──────── Given data

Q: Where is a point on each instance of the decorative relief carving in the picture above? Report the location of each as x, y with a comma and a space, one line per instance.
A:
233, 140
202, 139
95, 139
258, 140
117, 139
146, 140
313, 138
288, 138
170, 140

────────────────

● **About this task**
The full listing above should be reproduced exactly.

● **Response box**
Q: Where is a point on each instance of the decorative relief carving in the picture above? Report the location of each as x, y with a comma and a space, one line per instance.
A:
233, 140
202, 139
95, 139
258, 140
117, 139
146, 140
313, 138
288, 138
170, 140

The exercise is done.